- **CONSEGNA**:
Scrivi, per favore, il seguito della recensione dello spettacolo «L'avaro» riportata più sotto, riprendendo subito dopo la sua ultima frase.

- **BRANO**:
--*--

L’avaro

La scenografia che esce fuori dalla scena incuriosisce, all’ingresso in teatro. Ma quando si alza il sipario, quello che si vede spiazza. Terra, polvere, mucchi di robaccia, una scala diroccata, un angolo di palazzo signorile, ma di sbieco, un letto su un mucchio di ciarpame, in alto, come in prigione, fuori e sopra il mondo che l’avaro domina col suo denaro.
Ai suoi piedi, i figli complottano per impadronirsi di quel denaro tanto gelosamente conservato, tanto inutile dentro una cassetta grigia, mentre loro si struggono per un amore impossibile e per l’avarizia del padre che impone loro rinunce e privazioni.

La regia di Gabriele Lavia, abituato a toni più noir, non delude di certo, e la sua prova di recitazione è superba, riuscendo a variare dai toni più drammatici a quelli più squisitamente comici.
Non condivisibili invece le scelte di caratterizzazione di alcuni personaggi. Cleante è figlio un po’ dandy e con una voce insopportabilmente in falsetto. Elisa, figlia prediletta, anacronisticamente vestita come una punk, infantile e petulante.

L’accentuazione dei tratti e dei gesti risponde certo alla tradizione della commedia dell’arte e all’intento di acuire il divario generazionale tra i personaggi in scena. Ma certe scelte non mancano di suscitare sorpresa e un pizzico di perplessità. Mariana, la sposa bambina che l’avaro crede di poter comprare a poco prezzo, entra in scena con tutù e scarpette da ballerina, volteggiando leggera sulla terra di cui è cosparsa la scena. Un contrasto stridente ed efficace, ma allo stesso tempo straniante.

--*--

- **DATI ESTRATTI**:
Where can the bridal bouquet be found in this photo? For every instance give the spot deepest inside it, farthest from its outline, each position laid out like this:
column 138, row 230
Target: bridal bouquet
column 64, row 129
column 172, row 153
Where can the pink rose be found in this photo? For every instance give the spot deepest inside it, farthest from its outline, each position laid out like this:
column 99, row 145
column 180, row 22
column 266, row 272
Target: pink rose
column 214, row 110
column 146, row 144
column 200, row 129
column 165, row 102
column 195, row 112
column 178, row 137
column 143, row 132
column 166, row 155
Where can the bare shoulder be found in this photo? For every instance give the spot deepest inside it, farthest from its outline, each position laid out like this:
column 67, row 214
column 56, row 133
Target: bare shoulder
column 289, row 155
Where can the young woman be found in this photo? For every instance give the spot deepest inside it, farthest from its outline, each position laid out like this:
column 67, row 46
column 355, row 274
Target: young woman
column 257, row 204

--*--

- **RISPOSTA**:
 

Siamo a vedere un balletto o una commedia? Perché di commedia si tratta, nonostante l’alto valore drammatico della storia di un uomo imprigionato dalla sua stessa avidità, una vita che si trascina nella malattia (“l’acqua, è la panacea per tutti i mali”), nella costante preoccupazione di avere i ladri in casa, nella conservazione di quel denaro che rappresenta se stesso, il proprio esistere. Senza il suo denaro, l’avaro muore (“Non c’è nessuno che vuole resuscitarmi rendendomi il mio denaro?”).

Lo spettacolo si articola tra esilaranti battute che hanno coinvolto anche alcuni inconsapevoli spettatori in prima fila, complici tutti del furto dell’identità insieme alla sparizione del denaro, tutti ugualmente sospetti, e momenti drammatici sottolineati dall’uso sapiente delle luci e da figure che si succedono sulla scena a rappresentare una completa corte dei miracoli, avida solo di vita a differenza dell’avaro che la vita crede di conservarla conservando il proprio denaro.

L’immancabile lieto fine, con il tradizionale meccanismo di agnizione (triplice e con relative coppie felici), restituisce intero il dramma di un uomo solo, che resta sul suo letto abbarbicato su inutili tesori accumulati, mentre gli altri escono di scena, incontro alla loro nuova, ricca vita.